• _ARTIGO_
────────────────────

Dali em diante, continuaria a subir, lenta e gradual, até quase Lagarto, sempre à minha esquerda, imenso laranjal... Passei por Itaporanga d'Ajuda, pelos povoados Sapé, Moita Formosa, Gravatá, Estancinha, pela entrada do pov. Jenipapo, por Brasília, onde tomei um Caldo de Cana feito na hora, Urubucutinga, onde finalmente avistei a cidade de Lagarto lá embaixo, sinal de que teria que novamente subir tudo aquilo, quando da volta...

Em Lagarto, no trevo, dobrei à direita, mas ninguém sabia da churrascaria que o Beto havia recomendado. Liguei para ele, que me ensinou uma primeira parte, pois que eram tantas as explicações, que resolvi separá-las. Cheguei no semáforo, dobrei à direita e subi até à praça que já conhecia, chegando no segundo semáforo. A primeira parte, para quem está escutando, cansado, ao som de muitas carretas passando ao lado, estava concluída... Peguei à esquerda e, ao lado de um cemitério com os portões abertos me chamando, liguei novamente para o Beto, que me ensinou estar a Churrascaria Renascer, logo depois do Parque da Vaquejada, ambiente gostoso e sadio. Ali eu deveria procurar pelo Preto, o dono e ciclista, um dos organizadores do Grupo Turma Da Bike Lagarto, que, a exemplo do nosso Aracaju Pedal Livre, já reuniu mais de 300 pessoas num passeio só. Também fazem trilhas, e a última em que participei, a fizeram noturna, em parceria com o Grupo aracajuano Vida de Bike.

Beto só não me havia informado que a Churrascaria ficava do outro lado de Lagarto, no ponto mais alto da cidade... Parece um detalhe sem interesse, mas para quem vem pedalando de uma grande distância, é significativo... De qualquer forma, tenha sido grande ou pequena, a distância pedalada, uns quilômetros a mais ou a menos, não fizeram muita diferença. Diferença faz o atendimento e a qualidade que você consome. Preto me abriu as portas, porque é Ciclista, porque gosta de bicicletas. Conversamos um bom tempo sobre trilhas e bicicletas... Para quem for por aquelas bandas, a Churrascaria fica no bairro Cidade Nova, logo depois do Parque da Vaquejada, à esquerda. Comida farta e saborosa, 2 cervejas bem geladas, 2 garrafinhas de água mineral com gás = R$ 24,00 - Preto, com certeza, terá muita conversa sobre pedais e bicicletas...

────────────────────

• _SUAS TAREFAS_
(1) Reproduza o trecho do relato sobre a pedalada até Lagarto, de "Dali em diante, continuaria" a "quando da volta...".
(2) Segundo o relato, em que bairro de Lagarto fica a Churrascaria Renascer?

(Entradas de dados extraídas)
────────────────────

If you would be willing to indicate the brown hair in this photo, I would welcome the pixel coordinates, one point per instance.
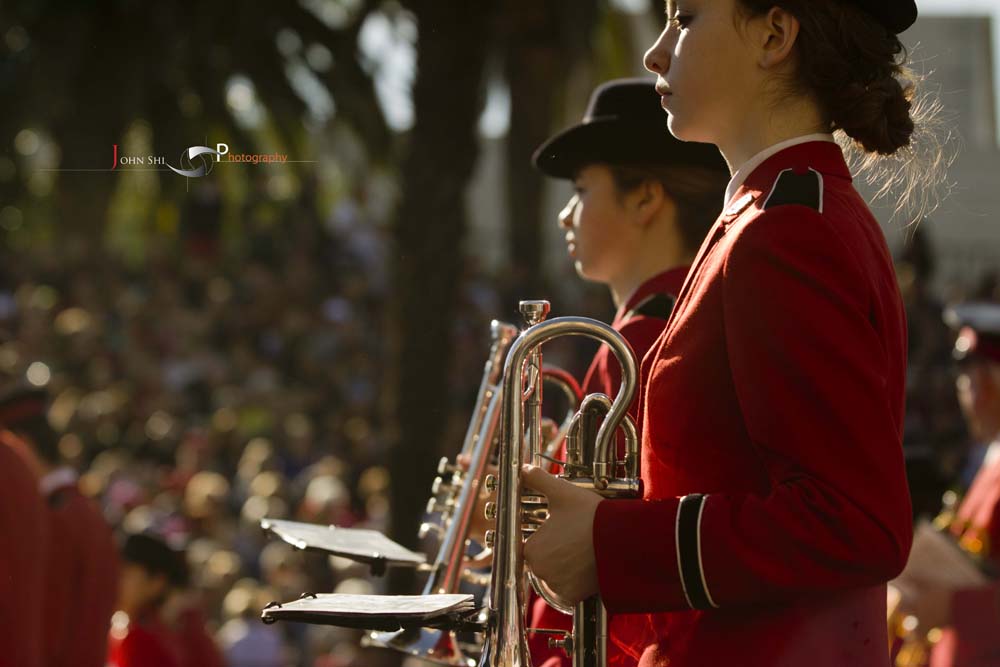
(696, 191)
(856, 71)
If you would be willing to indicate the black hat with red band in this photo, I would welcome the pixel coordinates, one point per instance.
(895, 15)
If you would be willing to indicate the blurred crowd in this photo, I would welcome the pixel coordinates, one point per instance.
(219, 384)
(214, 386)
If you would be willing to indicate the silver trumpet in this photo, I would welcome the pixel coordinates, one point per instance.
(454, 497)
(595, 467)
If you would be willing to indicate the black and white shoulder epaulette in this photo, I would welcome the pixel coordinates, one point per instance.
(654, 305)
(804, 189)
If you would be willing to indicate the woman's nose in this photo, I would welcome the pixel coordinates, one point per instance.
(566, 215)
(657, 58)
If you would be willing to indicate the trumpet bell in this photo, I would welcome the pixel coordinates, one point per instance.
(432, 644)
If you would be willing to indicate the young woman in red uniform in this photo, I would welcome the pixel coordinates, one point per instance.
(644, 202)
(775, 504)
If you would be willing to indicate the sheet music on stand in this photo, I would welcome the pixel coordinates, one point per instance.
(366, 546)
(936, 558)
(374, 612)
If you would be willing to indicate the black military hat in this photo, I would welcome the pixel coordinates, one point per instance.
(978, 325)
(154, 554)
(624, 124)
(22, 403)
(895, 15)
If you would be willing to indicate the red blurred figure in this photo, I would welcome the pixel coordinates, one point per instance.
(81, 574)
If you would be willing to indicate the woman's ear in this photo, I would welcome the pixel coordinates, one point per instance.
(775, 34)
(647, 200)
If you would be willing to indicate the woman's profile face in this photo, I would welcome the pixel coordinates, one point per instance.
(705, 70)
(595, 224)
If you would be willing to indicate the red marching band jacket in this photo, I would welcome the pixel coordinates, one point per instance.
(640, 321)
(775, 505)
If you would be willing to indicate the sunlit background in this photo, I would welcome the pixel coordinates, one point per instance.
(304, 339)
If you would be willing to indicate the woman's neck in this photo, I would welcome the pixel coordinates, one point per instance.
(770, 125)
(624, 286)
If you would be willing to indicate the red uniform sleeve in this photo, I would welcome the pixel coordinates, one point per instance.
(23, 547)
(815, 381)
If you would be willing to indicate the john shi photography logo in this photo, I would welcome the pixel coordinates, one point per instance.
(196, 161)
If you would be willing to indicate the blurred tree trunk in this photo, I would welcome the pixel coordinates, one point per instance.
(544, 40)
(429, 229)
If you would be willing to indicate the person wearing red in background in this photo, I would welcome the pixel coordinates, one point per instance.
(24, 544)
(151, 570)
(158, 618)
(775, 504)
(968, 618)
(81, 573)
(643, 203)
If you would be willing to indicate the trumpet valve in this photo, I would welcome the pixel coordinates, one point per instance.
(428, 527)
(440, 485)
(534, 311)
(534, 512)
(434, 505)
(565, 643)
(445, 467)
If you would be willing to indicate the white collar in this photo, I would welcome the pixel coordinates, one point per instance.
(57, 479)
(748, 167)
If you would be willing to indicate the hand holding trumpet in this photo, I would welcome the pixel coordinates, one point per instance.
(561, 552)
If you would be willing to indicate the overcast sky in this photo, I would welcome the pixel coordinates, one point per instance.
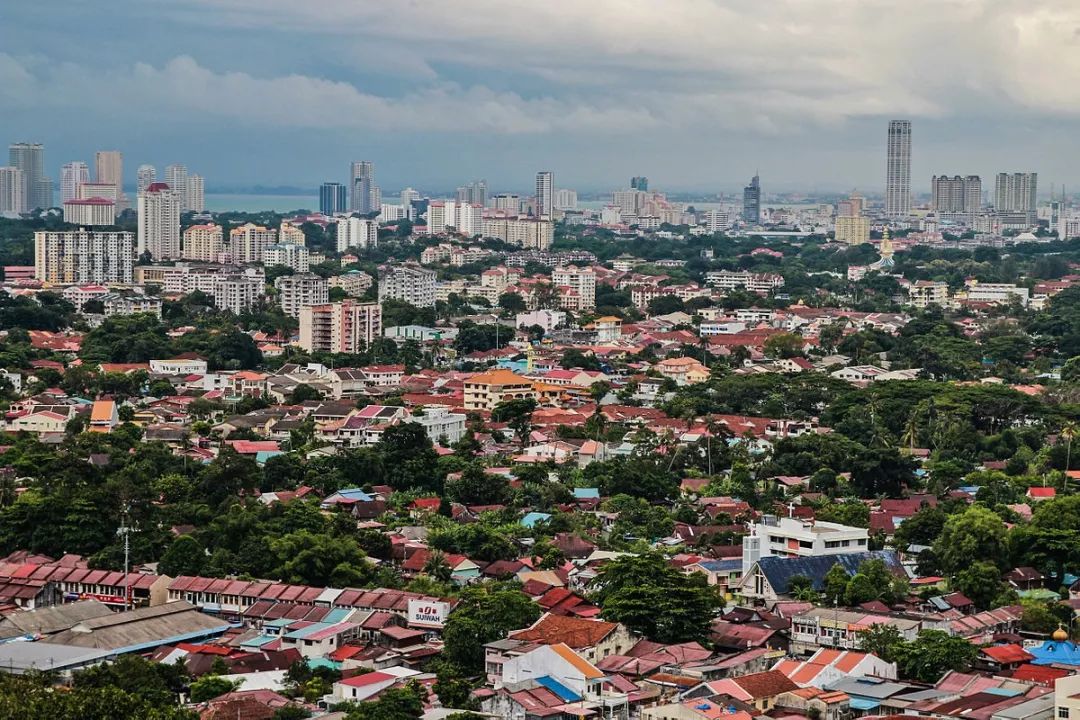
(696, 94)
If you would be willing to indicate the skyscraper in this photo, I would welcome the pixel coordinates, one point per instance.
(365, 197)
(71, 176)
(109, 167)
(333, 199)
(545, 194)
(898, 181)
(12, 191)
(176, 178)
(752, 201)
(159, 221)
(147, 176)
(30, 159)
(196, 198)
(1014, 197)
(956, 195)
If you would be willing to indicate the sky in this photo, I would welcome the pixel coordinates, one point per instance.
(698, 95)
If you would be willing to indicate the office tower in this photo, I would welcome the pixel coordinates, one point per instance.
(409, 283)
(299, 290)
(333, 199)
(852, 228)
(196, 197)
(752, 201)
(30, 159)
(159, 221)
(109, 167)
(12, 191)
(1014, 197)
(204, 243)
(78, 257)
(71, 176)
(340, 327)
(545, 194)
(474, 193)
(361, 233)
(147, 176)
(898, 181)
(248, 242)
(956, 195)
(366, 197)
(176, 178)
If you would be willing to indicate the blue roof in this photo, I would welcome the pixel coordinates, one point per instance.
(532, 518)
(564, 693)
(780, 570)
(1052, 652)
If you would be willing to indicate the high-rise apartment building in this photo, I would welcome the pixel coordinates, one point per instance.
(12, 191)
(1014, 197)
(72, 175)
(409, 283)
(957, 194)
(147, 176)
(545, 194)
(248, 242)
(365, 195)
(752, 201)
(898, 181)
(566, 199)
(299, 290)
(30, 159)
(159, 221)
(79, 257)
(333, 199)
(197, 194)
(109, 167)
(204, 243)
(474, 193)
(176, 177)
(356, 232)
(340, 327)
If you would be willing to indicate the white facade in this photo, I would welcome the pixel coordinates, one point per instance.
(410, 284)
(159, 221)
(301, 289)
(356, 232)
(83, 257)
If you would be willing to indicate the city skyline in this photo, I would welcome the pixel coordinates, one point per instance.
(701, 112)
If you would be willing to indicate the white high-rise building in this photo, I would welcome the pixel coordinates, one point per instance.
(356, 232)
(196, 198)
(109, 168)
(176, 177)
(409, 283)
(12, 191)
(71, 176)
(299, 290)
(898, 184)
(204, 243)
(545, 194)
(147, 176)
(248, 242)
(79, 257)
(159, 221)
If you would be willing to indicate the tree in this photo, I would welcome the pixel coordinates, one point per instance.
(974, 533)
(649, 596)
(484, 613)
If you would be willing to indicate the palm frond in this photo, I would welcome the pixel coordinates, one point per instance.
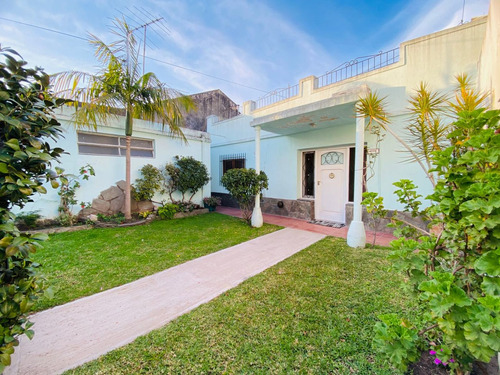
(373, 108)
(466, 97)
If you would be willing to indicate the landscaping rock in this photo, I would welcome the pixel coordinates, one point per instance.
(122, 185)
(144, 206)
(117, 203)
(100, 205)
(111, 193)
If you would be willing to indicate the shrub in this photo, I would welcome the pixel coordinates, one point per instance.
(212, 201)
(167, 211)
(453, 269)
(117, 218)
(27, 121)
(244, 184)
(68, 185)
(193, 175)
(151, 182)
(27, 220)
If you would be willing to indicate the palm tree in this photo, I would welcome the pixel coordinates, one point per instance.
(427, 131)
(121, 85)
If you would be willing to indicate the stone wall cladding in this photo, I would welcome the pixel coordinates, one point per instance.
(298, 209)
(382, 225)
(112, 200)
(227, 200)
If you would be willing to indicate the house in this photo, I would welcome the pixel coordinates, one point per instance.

────────────────────

• _RESULTADOS EM ORDEM_
(1)
Dali em diante, continuaria a subir, lenta e gradual, até quase Lagarto, sempre à minha esquerda, imenso laranjal... Passei por Itaporanga d'Ajuda, pelos povoados Sapé, Moita Formosa, Gravatá, Estancinha, pela entrada do pov. Jenipapo, por Brasília, onde tomei um Caldo de Cana feito na hora, Urubucutinga, onde finalmente avistei a cidade de Lagarto lá embaixo, sinal de que teria que novamente subir tudo aquilo, quando da volta...

(2) No bairro Cidade Nova, logo depois do Parque da Vaquejada, à esquerda.